Soerastri Karma Trimurti atau S.K. Trimurti, dialah salah satu pahlawan wanita yang telah ikut memperjuangkan kemerdekaan Republik Indonesia melawan penjajah. Lahir di Boyolali, Jawa Tengah, wanita yang memakai kebaya di samping ibu Fatmawati pada foto pengibaran bendera pertama Indonesia ini bergabung menjadi pejuang setelah mendengar pidato menggelegar dari Bung Karno.
Lulus dari Tweede Indlandsche School atau sekolah Ongko Loro, Trimurti sempat mengajar dan menjadi anggota Nasionalis Partindo di tahun 1933. Ia menjadi pejuang militan, hingga akhirnya dipenjarakan Belanda 3 tahun kemudian karena menyebarkan pamflet anti penjajah. Ia kemudian beralih karir dari mengajar ke dunia jurnalisme setelah bebas dari penjara, dan dari sana karir jurnalistiknya pun dimulai.
----------------------------------------
• [DAFTAR TUGAS]:
1. Ubahlah paragraf dalam kutipan tentang S.K. Trimurti yang diawali "Lulus dari Tweede Indlandsche School" menjadi daftar poin singkat tanpa menghilangkan fakta pokoknya.
2. Lanjutkan kutipan tentang S.K. Trimurti mulai dari kalimat terakhirnya.
Catatan tidak diperlukan untuk mengerjakan tugas apa pun.

• [Catatan]:
----------------------------------------
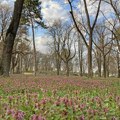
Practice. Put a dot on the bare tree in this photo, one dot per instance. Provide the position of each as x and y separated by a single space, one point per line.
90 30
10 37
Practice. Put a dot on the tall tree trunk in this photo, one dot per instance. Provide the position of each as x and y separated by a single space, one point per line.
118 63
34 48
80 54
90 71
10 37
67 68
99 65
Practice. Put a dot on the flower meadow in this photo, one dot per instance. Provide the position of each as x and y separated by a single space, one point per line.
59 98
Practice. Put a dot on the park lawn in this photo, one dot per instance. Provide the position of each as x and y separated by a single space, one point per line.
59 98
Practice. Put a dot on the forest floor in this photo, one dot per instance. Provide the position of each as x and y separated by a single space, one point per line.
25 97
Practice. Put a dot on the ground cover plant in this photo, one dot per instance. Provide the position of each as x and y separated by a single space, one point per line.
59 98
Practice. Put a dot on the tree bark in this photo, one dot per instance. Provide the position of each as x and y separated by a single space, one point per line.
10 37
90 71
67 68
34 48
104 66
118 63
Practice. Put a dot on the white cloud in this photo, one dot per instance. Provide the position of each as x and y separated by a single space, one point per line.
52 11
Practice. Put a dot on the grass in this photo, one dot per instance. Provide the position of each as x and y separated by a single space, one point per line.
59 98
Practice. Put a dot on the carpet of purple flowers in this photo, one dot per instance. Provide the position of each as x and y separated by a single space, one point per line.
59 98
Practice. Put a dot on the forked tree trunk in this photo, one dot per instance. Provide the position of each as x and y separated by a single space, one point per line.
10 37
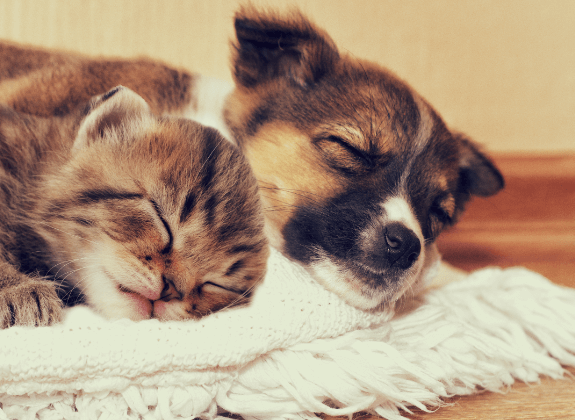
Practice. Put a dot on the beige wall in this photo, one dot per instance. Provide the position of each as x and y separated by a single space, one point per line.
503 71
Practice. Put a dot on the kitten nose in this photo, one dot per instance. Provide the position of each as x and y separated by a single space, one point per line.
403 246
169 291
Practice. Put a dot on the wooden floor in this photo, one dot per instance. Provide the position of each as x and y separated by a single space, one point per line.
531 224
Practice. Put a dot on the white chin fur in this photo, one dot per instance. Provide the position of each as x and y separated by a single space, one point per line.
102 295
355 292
----------------------------------------
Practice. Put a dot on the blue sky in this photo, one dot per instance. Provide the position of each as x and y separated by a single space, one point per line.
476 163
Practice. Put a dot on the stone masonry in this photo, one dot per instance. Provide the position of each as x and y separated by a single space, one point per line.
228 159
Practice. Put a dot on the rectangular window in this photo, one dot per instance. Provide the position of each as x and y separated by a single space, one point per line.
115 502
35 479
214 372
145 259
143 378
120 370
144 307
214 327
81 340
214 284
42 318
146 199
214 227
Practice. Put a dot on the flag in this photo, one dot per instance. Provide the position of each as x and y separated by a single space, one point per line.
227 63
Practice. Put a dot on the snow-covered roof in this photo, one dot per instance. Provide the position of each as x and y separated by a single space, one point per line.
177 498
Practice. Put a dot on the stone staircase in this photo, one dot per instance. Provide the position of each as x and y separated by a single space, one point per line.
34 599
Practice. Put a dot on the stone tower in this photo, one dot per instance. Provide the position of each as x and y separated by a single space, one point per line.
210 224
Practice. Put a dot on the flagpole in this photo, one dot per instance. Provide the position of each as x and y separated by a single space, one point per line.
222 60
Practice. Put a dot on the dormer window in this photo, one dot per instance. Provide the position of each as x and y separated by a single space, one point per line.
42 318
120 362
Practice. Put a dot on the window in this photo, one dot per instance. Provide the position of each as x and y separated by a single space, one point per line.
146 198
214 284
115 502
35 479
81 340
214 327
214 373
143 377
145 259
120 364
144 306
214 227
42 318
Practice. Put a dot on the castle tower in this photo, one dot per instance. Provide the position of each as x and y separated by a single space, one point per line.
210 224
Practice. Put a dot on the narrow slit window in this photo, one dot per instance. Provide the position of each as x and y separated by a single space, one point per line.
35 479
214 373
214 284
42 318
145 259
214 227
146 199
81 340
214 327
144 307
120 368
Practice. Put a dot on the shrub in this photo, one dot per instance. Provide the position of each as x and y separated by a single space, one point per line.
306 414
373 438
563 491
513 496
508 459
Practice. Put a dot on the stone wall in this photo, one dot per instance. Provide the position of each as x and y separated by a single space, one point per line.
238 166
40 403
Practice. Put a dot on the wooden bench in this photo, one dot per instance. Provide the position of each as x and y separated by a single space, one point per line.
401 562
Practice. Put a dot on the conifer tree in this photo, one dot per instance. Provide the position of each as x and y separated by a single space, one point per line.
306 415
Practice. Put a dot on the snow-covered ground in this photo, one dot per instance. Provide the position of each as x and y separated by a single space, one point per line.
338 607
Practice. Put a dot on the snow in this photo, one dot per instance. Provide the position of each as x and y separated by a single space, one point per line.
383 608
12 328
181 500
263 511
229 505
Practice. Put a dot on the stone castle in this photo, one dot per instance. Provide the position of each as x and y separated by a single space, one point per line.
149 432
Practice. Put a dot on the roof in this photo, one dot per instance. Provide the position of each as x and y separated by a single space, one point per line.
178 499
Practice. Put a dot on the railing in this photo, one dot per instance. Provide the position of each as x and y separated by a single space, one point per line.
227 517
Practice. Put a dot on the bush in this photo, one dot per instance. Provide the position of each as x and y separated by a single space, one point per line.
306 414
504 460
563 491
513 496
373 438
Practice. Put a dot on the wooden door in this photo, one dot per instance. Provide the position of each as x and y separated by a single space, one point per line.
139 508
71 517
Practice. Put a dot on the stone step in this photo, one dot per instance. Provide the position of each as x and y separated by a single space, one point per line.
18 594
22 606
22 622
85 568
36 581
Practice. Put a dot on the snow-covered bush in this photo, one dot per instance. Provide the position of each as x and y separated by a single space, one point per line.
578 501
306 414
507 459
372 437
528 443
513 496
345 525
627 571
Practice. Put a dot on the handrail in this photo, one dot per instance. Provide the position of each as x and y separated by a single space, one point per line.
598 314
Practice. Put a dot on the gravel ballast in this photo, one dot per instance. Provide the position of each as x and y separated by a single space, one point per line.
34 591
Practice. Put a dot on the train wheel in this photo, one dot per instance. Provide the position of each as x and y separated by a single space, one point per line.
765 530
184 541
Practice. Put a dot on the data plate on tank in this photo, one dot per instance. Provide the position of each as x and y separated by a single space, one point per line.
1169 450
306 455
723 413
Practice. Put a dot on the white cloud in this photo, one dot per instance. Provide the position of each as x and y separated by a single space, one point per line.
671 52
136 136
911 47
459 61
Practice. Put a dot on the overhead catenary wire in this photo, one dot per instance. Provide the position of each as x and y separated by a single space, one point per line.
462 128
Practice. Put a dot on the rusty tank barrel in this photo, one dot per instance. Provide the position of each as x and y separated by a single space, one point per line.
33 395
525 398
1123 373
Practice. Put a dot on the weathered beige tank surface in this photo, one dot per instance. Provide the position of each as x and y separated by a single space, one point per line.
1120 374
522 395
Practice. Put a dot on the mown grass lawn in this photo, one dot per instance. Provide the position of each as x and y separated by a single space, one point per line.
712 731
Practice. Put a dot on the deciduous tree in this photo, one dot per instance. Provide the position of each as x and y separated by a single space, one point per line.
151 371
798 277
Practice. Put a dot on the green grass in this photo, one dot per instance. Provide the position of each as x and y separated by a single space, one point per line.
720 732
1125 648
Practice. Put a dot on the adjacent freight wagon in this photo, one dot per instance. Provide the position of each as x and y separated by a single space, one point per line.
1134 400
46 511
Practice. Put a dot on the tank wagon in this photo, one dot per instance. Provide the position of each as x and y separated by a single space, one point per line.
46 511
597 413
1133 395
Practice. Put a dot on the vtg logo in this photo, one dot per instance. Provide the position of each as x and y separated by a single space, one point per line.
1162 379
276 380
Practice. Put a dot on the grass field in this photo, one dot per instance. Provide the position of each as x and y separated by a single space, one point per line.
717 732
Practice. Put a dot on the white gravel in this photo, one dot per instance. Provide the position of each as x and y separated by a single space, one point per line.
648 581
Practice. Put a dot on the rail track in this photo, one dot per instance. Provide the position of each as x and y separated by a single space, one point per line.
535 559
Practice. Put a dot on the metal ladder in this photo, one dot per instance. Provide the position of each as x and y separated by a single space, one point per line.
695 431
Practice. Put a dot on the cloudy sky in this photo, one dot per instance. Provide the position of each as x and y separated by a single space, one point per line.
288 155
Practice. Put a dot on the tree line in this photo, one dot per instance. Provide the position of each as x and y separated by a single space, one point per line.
----------------------------------------
• [JAWABAN TUGAS]:
1.
- Lulus dari Tweede Indlandsche School (sekolah Ongko Loro).
- Sempat mengajar dan menjadi anggota Nasionalis Partindo pada tahun 1933.
- Menjadi pejuang militan dan dipenjarakan Belanda tiga tahun kemudian karena menyebarkan pamflet anti penjajah.
- Setelah bebas dari penjara, beralih dari mengajar ke dunia jurnalisme, awal karier jurnalistiknya.

2.
Peraih bintang Mahaputra Tingkat V dari Presiden Soekarno ini memang mengabdikan hidupnya demi kesejahteraan bangsa Indonesia. Mulai dari berjuang melawan penjajah, hingga menyuarakan hak kaum wanita dan buruh di Indonesia lewat tulisannya. Tak heran jika sepak terjang pahlawan kemerdekaan ini begitu melegenda dalam dunia jurnalisme Indonesia. Dan berikut Boombastis sajikan sederet fakta tentang legenda jurnalis yang mungkin belum kalian tahu!
1. Wartawan yang Hidup Tiga Zaman
Nama S.K. Trimurti begitu melegenda dalam dunia jurnalisme Indonesia. Ia merupakan pahlawan kemerdekaan yang telah hidup tiga zaman. Karena idealisme dan karya jurnalistiknya, Trimurti sempat menjalani bui selama zaman penjajahan Belanda (1936-1941). Ia bahkan melahirkan salah seorang putranya, di dalam lorong penjara setelah ditangkap pemerintah militer Jepang pada 1943.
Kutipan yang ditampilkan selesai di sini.